__SOAL 1__:
Jawab pertanyaan berikut berdasarkan kutipan halaman tentang akhir studi geologi.
(a) Ujian komprehensif berbentuk ujian apa?
(b) Pada tanggal berapa kolokium berlangsung?
(c) Di depan siapa saja skripsi dipresentasikan saat kolokium?
__SOAL 2__: Salin ulang hanya bagian data latihan dari baris yang memuat "TARGET = man wearing black cowboy hat" sampai akhir data latihan, dengan kedua ujungnya disertakan dan beserta permintaannya. Kalikan setiap koordinat titik pada jawaban dengan 2,2, bulatkan ke bilangan bulat (setengah dibulatkan ke atas), dan jangan sertakan gambar.

__KUTIPAN HALAMAN__:
------------------------------------

Setiap kali selesai bimbingan, saya selalu merasa lebih
tenang. Mereka tidak pernah menghakimi, tapi juga tidak membiarkan saya larut
dalam keraguan. Saya benar-benar belajar banyak, bukan hanya tentang
geologi, tapi juga tentang pentingnya peran pembimbing yang manusiawi dalam
proses akhir studi.
Ujian Komprehensif: Saat Semua Ilmu Dipanggil Kembali
Sebelum bisa maju ke tahap akhir, ada ujian penting yang
harus dilewati: ujian komprehensif.
Ini adalah ujian tertulis yang menguji pemahaman menyeluruh atas materi yang
telah dipelajari selama kuliah. Materinya luas, mulai dari dasar-dasar geologi
hingga penerapan lanjutannya. Saya masih ingat betul bagaimana saya harus
menyusun ulang berbagai konsep yang saya pelajari selama bertahun-tahun.
Rasanya seperti membuka kembali lembaran lama yang telah lama tersimpan di
kepala. Namun, saya harus mengingatnya, memahaminya kembali, dan menyatukan
semuanya dalam satu ujian.
Yang paling menegangkan adalah nilai minimum yang harus
dicapai untuk dapat lanjut ke sidang. Saya merasa semakin tertekan karena ujian
ini benar-benar menguji seberapa baik saya telah menyerap semua materi kuliah.
Namun, alhamdulillah, setelah belajar keras dan berdiskusi dengan teman-teman,
ujian ini akhirnya saya lewati dengan hasil yang memuaskan.
Kolokium dan Sidang: Dua Panggung, Dua Rasa
Setelah menyelesaikan skripsi dan lolos uji komprehensif,
tibalah saatnya kolokium pada 30 Mei 2024, presentasi
skripsi di depan pembimbing, penguji, dan teman-teman. Saya merasa bahwa
kolokium adalah ujian mental pertama. Di sini, saya harus
mempertanggungjawabkan hasil skripsi di hadapan orang-orang yang telah
mengamati saya selama ini. Meski bukan sidang resmi, rasa tegangnya tetap
luar biasa. Di sinilah saya pertama kali “menyuarakan” hasil kerja keras saya.

------------------------------------

__DATA LATIHAN__:
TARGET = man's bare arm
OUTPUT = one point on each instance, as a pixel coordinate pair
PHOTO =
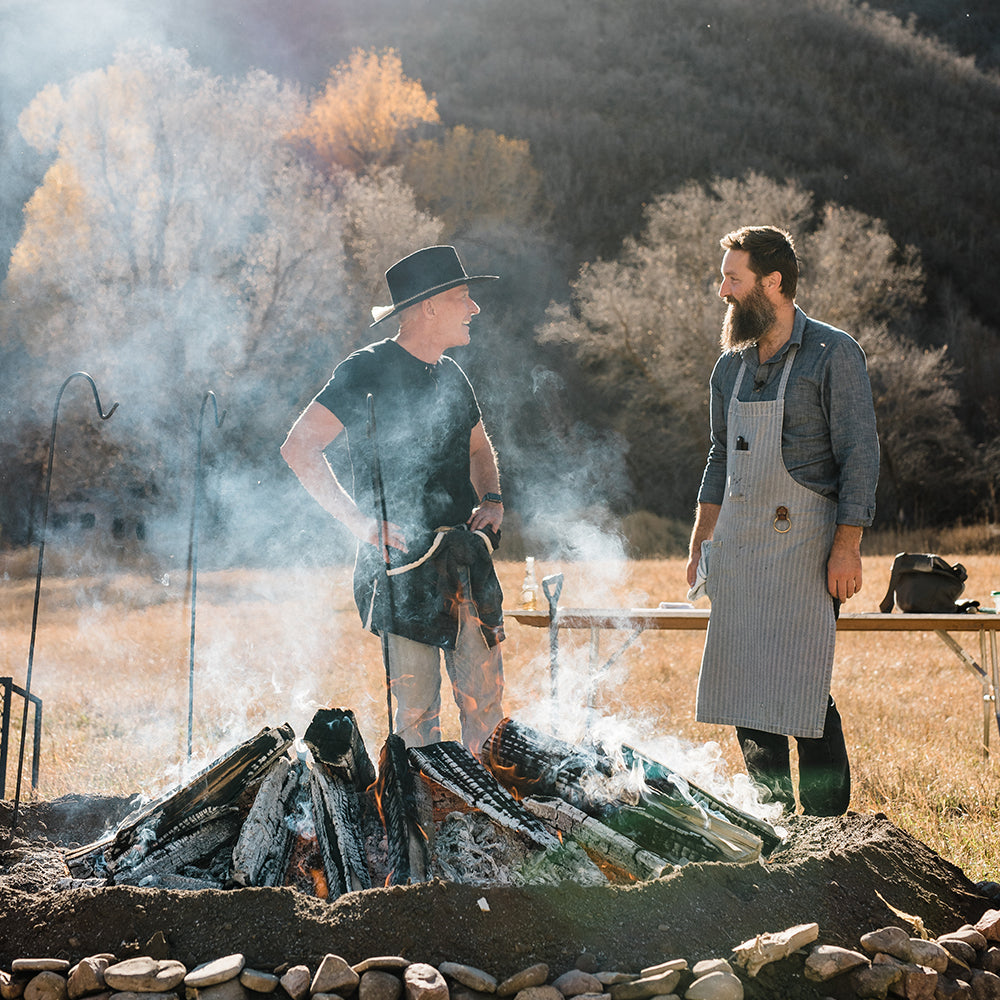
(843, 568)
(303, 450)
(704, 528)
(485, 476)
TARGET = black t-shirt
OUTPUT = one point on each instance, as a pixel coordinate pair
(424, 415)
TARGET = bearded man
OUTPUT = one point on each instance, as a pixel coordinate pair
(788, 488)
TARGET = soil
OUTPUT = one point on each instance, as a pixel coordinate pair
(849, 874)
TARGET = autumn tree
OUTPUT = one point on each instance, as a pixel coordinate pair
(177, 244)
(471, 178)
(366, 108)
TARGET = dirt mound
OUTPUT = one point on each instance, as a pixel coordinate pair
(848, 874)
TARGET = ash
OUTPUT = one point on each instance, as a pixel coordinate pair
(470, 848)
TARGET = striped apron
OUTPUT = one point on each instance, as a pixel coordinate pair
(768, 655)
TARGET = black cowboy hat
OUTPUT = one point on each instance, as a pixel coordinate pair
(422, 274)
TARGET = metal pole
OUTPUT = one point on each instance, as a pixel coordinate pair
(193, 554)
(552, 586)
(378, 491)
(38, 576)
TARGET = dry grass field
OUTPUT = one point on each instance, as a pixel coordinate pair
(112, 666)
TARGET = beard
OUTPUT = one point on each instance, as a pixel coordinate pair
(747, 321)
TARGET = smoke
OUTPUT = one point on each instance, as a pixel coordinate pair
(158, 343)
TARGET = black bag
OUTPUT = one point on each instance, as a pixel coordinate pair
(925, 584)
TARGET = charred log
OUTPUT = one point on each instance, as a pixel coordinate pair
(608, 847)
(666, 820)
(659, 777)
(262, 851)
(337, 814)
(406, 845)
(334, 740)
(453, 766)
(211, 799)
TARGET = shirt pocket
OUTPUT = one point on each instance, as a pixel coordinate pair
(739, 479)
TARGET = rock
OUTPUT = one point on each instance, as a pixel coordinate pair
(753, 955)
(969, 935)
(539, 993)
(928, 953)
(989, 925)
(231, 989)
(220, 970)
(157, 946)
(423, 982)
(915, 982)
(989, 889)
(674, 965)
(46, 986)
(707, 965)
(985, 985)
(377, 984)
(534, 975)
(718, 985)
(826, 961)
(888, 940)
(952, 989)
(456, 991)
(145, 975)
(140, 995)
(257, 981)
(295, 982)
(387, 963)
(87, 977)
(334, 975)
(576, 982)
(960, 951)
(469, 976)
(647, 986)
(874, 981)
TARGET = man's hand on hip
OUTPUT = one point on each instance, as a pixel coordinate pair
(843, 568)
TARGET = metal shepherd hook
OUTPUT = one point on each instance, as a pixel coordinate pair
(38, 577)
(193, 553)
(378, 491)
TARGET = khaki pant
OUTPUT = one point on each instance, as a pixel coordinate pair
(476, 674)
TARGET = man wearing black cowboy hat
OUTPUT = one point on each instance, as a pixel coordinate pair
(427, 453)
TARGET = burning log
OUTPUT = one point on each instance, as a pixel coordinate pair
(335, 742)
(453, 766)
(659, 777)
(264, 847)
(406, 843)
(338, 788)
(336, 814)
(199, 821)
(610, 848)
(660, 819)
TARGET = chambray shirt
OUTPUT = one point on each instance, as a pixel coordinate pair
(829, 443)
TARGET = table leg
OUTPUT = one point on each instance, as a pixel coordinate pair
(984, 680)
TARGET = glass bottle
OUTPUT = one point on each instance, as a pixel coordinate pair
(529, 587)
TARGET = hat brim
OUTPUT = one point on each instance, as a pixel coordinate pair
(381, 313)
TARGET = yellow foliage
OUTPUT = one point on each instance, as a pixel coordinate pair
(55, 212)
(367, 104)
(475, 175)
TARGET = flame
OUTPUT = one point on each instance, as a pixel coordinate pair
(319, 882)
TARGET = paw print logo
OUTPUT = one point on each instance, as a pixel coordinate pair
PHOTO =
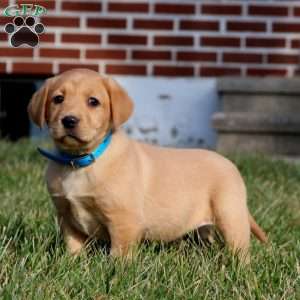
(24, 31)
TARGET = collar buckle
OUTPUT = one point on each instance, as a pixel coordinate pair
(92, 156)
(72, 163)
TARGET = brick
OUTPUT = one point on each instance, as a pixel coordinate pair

------------------------------------

__JAWABAN BENAR 1__:
(a) Ujian tertulis.
(b) 30 Mei 2024.
(c) Pembimbing, penguji, dan teman-teman.

__JAWABAN BENAR 2__:
TARGET = man wearing black cowboy hat
OUTPUT = one point on each instance, as a pixel coordinate pair
(939, 997)
TARGET = burning log
OUTPUT = one point on each instance, as a pixel coordinate pair
(737, 1632)
(997, 1685)
(1450, 1709)
(581, 1863)
(893, 1855)
(744, 1734)
(739, 1791)
(438, 1806)
(1342, 1866)
(1452, 1802)
TARGET = chambray shirt
OUTPUT = one point on each instance, as a pixel coordinate pair
(1824, 975)
TARGET = table leg
OUTPUT = one point on each instance, as a pixel coordinate pair
(2165, 1496)
TARGET = glass bottle
OUTPUT = one point on each instance, as a pixel coordinate pair
(1164, 1291)
TARGET = hat brim
OUTPUT = one point on each instance, as a pixel coordinate pair
(838, 689)
TARGET = yellow foliage
OUTPUT = one point on each instance, as a pixel coordinate pair
(121, 466)
(807, 229)
(1045, 385)
TARGET = flame
OUTPUT = one point on each instance, as a pixel coordinate pair
(702, 1940)
TARGET = paw print logo
OUTPUT = one point on each instance, as a pixel coordinate pair
PHOTO =
(53, 68)
TARGET = collar buckle
OUTPUT = one point on each instance, as a pixel coordinate pair
(202, 343)
(158, 359)
TARGET = brick
OUTPUT = one point on each instance, as a pixel coordinate pair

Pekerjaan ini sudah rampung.